Work instructions: Gather every line of the items below that contains the string "lace", and copy each of those lines in full. Matching is case-sensitive.

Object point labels
-------------------------

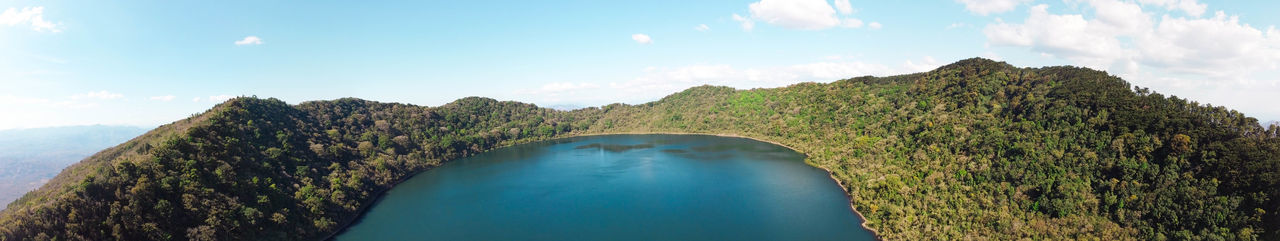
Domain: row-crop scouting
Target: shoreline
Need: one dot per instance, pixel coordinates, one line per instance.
(382, 194)
(830, 174)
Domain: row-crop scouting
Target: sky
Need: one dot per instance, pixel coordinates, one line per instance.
(149, 63)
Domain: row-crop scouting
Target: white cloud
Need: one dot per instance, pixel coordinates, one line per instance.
(1123, 36)
(801, 14)
(1188, 7)
(990, 7)
(1214, 59)
(851, 23)
(33, 16)
(164, 98)
(220, 98)
(641, 39)
(97, 95)
(844, 7)
(250, 40)
(748, 24)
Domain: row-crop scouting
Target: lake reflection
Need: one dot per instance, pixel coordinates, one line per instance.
(618, 187)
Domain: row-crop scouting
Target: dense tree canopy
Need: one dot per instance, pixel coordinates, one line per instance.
(972, 150)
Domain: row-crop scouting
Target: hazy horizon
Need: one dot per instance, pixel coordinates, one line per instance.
(151, 63)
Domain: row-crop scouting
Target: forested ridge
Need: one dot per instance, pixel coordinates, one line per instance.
(977, 150)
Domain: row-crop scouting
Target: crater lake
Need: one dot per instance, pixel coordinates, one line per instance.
(618, 187)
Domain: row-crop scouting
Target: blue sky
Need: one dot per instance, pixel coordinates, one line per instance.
(147, 63)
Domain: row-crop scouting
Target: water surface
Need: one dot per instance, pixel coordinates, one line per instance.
(618, 187)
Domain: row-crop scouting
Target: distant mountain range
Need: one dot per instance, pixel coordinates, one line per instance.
(28, 158)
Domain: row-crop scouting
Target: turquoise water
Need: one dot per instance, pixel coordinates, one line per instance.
(618, 187)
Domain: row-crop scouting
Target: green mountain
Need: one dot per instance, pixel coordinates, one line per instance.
(977, 149)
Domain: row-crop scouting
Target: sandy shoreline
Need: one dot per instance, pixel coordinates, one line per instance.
(383, 192)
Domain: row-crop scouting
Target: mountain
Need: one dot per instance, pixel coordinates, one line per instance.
(976, 149)
(31, 157)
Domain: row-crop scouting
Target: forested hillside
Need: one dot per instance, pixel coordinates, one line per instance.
(977, 149)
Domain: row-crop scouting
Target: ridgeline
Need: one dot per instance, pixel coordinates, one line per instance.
(976, 149)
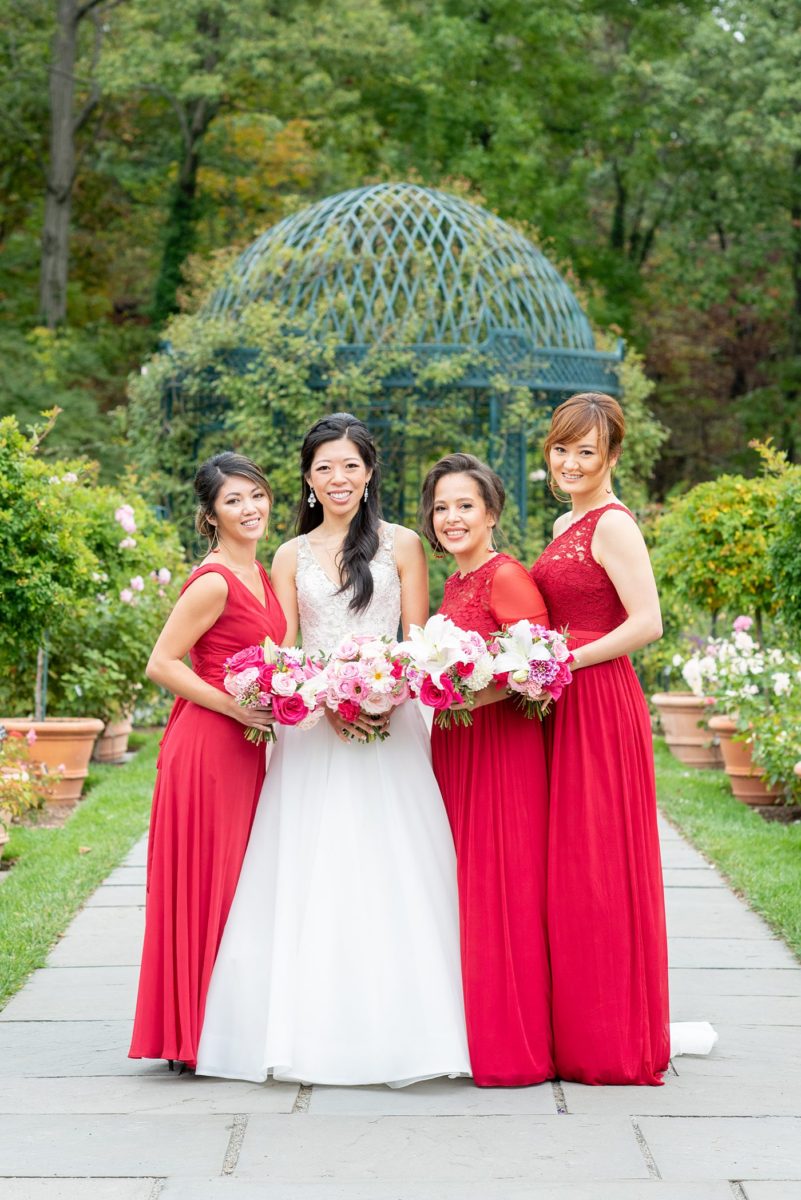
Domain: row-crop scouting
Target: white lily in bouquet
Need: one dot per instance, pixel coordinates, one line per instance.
(534, 663)
(445, 667)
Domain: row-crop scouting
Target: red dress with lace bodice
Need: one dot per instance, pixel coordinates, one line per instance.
(606, 906)
(493, 780)
(206, 789)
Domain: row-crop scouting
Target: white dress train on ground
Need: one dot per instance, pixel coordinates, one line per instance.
(339, 963)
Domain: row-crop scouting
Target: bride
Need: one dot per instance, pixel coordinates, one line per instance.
(339, 963)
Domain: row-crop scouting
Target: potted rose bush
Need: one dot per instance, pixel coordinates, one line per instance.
(756, 696)
(72, 642)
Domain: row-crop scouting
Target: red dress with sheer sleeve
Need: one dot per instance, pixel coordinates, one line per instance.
(606, 905)
(208, 784)
(493, 779)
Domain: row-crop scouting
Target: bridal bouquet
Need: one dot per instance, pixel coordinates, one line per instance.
(534, 663)
(445, 667)
(365, 675)
(284, 679)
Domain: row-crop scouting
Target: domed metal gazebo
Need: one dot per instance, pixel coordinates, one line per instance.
(410, 267)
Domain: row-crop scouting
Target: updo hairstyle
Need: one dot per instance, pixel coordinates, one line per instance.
(489, 484)
(579, 414)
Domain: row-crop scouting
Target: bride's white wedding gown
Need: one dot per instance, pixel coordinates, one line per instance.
(339, 963)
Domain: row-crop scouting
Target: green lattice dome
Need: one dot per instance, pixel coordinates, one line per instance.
(402, 264)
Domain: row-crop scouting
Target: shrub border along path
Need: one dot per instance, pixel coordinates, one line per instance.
(59, 869)
(760, 859)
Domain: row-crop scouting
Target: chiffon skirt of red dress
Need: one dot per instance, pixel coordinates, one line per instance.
(494, 784)
(206, 790)
(606, 903)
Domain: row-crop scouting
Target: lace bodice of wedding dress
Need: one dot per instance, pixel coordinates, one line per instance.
(325, 616)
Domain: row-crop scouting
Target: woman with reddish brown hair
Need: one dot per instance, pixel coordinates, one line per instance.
(606, 906)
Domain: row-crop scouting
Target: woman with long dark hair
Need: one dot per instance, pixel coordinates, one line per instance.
(209, 775)
(341, 958)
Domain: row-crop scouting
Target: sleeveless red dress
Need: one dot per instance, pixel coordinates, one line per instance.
(208, 784)
(493, 780)
(606, 904)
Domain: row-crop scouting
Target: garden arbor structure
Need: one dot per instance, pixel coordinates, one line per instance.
(409, 268)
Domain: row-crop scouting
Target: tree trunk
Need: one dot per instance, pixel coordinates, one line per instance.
(61, 168)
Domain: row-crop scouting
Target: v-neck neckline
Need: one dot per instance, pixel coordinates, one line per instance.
(319, 564)
(262, 574)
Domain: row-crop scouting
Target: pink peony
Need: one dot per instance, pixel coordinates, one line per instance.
(438, 697)
(283, 683)
(348, 711)
(251, 657)
(289, 709)
(265, 676)
(347, 649)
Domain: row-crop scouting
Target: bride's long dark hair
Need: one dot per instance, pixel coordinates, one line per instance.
(362, 539)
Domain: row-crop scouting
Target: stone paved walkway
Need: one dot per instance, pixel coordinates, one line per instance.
(79, 1121)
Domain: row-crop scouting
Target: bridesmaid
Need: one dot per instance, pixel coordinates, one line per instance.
(493, 780)
(209, 775)
(606, 907)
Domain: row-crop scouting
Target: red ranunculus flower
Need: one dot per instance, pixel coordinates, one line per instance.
(438, 697)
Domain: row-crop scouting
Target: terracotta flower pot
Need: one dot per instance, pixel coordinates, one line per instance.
(113, 742)
(65, 745)
(681, 714)
(746, 778)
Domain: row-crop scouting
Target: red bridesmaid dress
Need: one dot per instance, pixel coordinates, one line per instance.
(206, 790)
(606, 904)
(493, 779)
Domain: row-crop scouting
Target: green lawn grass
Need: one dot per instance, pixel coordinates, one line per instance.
(58, 869)
(760, 859)
(52, 877)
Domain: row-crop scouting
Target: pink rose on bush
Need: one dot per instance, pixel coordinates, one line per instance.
(289, 709)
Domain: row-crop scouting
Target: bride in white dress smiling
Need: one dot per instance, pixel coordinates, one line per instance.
(339, 963)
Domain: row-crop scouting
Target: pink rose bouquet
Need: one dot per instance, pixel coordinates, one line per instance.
(365, 676)
(284, 679)
(445, 667)
(534, 664)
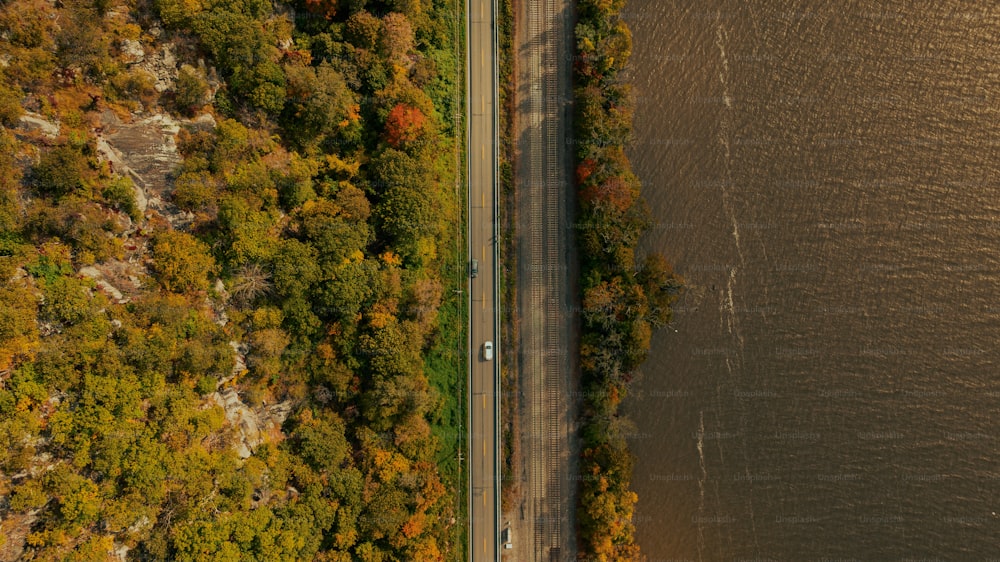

-------------------------

Solution to this exercise:
Target: red dress with lace bodice
Target: lace bodice of wedding dress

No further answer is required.